> **Consigne 1**: D'après la critique de film, quel cinéaste a repris l'idée de désigner les pirates par des couleurs, et dans quel film ?
> **Consigne 2**: Poursuivez la critique de film au-delà de sa dernière phrase.

> **Texte à lire**:
※ ※ ※

Que dire également d'une telle distribution au sein de laquelle brillent quelques stars, mais aussi quelques seconds plans dont aucun n'est délaissé ? Joseph Sargent offre là un rôle en or à Walter Matthau dans un contre-emploi, un Matthau trop souvent confiné dans la comédie et qui aura laissé son empreinte dans trois polars haut de gamme de l'époque, "Charley Varrick" de Don Siegel bien entendu, mais également "Le flic ricanant", l'une des réussites notables de l'inodore Stuart Rosenberg ("Amityville"). A la fois politiquement borderline et malicieux, il y est stupéfiant. Non moins stupéfiant et charismatique, Robert Shaw compose un personnage d'ex mercenaire désabusé qu'il est difficile d'oublier. De même pour Martin Balsam, qui démontre une fois de plus qu'il peut tout jouer avec une palette de registres assez considérable (voir le final). Pour rester dans le clan de notre quatuor de pirates (ceux-ci sont nommés par des couleurs, idée reprise plus tard par Tarantino pour son "Reservoir Dogs"), si Earl Hindman semble le personnage le moins marquant, il n'en demeure pas moins le plus attachant. Quant à Hector Elizondo en Mister Grey, il campe à la perfection l'antithèse de Mister Blue (Robert Shaw) avec certains moments de tensions entre les deux hommes assez mémorables eux aussi ("Dans d'autres circonstances, je vous aurais fait tuer", lui lance Mister Blue, ce à quoi il répond : "c'est bien la différence entre vous et moi, je tue moi-même !").

※ ※ ※

> **Extrait de données**:
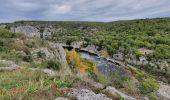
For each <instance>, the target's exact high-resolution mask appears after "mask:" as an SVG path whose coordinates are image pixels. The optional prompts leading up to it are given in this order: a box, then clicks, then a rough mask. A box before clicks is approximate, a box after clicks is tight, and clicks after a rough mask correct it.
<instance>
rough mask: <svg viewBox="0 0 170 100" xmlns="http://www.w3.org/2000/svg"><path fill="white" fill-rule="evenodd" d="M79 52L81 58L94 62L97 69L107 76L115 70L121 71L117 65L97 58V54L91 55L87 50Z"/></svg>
mask: <svg viewBox="0 0 170 100" xmlns="http://www.w3.org/2000/svg"><path fill="white" fill-rule="evenodd" d="M79 53H80V56H81V58H85V59H88V60H91V61H93V62H94V63H96V65H97V68H98V70H99V71H100V72H102V73H103V74H105V75H107V76H109V75H111V74H113V73H115V72H117V73H122V72H121V70H120V69H118V67H116V66H115V65H114V64H113V63H111V62H109V61H107V60H106V59H103V58H99V57H98V56H96V55H91V54H89V53H87V52H79Z"/></svg>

※ ※ ※

> **Réponse rédigée 1**: Tarantino, pour son film « Reservoir Dogs ».

> **Réponse rédigée 2**:
Dans des seconds rôles, on soulignera la bonne prestation de Jerry Stiller (père de Ben), pour le moins décontractée voire insouciante, de Dick O'Neill dans un rôle de con fini, ou même encore de Julius Harris ("Réducteur de têtes").



"The Taking of Pelham One Two Three" est un film maîtrisé de bout en bout, autant du point de vue de la forme que du fond. Un immanquable des seventies, servi qui plus est par une imparable partition de David Shire. Soit, ce n'est pas une grande rareté puisqu'on peut se le procurer à ce jour à peu de frais en dvd, mais égard à la relecture sans âme aucune d'un Tony Scott sortie il y a peu dans nos salles, il reste indispensable !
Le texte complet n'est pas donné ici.